INSTRUCTIONS TO FOLLOW:
Transcribe the part of the numbered post about dating that starts at "2. Again, I" and ends at "fresh in my head...".

PASSAGE PROVIDED:
--------------------------------
1. I am not making any assumption about her body count... I do use Mode One communication and I have been clear about my interest... that is that I would like to find a stable partner without being officially a LTR... possibly more like a FWB with an emphasis on the friendship part and see where this leads us... On her side, single for about 5 years... Had a lot of random sex for the first 3 years of being single and is now looking for something more fullfilling (aka LTR)... I used to not make any concession about what type relation that I am seeking but I guess that I may have soften up a little bit lately since it starts to be a while that I am single and I start to kinda miss the good aspects of being in a LTR... She is very naughty, made a lot of wild sexual experiences and has a strong libido... Those are all important selection qualifications to me. So we have been talking sex and we have shared together our past experiences and our sexual preferences

2. Again, I am totally fine with the rejection... I am not upset against it happening... I am upset at myself for having wasted time getting to know her which is *my* strategy to get into a LTR while I should not have done it before validating her interest... We are not talking about an unreasonable amount (maybe 4h in the span of 2 weeks but transpose that into a year and it does a lot time... and that was enough investment for the rejection to pinch a bit my feelings)

3. I am not comparing my current results with some mental fantaisies in my head... I am comparing them with the results that I was getting 1-2 years ago... when SM,DMSI programming was still fresh in my head...
--------------------------------
Items stored from a collection:
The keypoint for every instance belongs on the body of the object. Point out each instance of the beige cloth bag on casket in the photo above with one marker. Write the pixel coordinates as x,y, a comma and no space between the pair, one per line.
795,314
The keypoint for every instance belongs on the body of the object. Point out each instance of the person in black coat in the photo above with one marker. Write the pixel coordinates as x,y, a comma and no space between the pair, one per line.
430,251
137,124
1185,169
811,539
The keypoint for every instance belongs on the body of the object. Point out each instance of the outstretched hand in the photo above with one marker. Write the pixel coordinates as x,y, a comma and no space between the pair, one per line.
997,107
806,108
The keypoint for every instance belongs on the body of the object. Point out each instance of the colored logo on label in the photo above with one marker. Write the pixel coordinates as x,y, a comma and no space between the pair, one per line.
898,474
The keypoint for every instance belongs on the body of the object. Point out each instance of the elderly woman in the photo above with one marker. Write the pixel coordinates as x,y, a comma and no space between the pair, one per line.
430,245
--------------------------------
ANSWER FOR THIS EXERCISE:
2. Again, I am totally fine with the rejection... I am not upset against it happening... I am upset at myself for having wasted time getting to know her which is *my* strategy to get into a LTR while I should not have done it before validating her interest... We are not talking about an unreasonable amount (maybe 4h in the span of 2 weeks but transpose that into a year and it does a lot time... and that was enough investment for the rejection to pinch a bit my feelings)

3. I am not comparing my current results with some mental fantaisies in my head... I am comparing them with the results that I was getting 1-2 years ago... when SM,DMSI programming was still fresh in my head...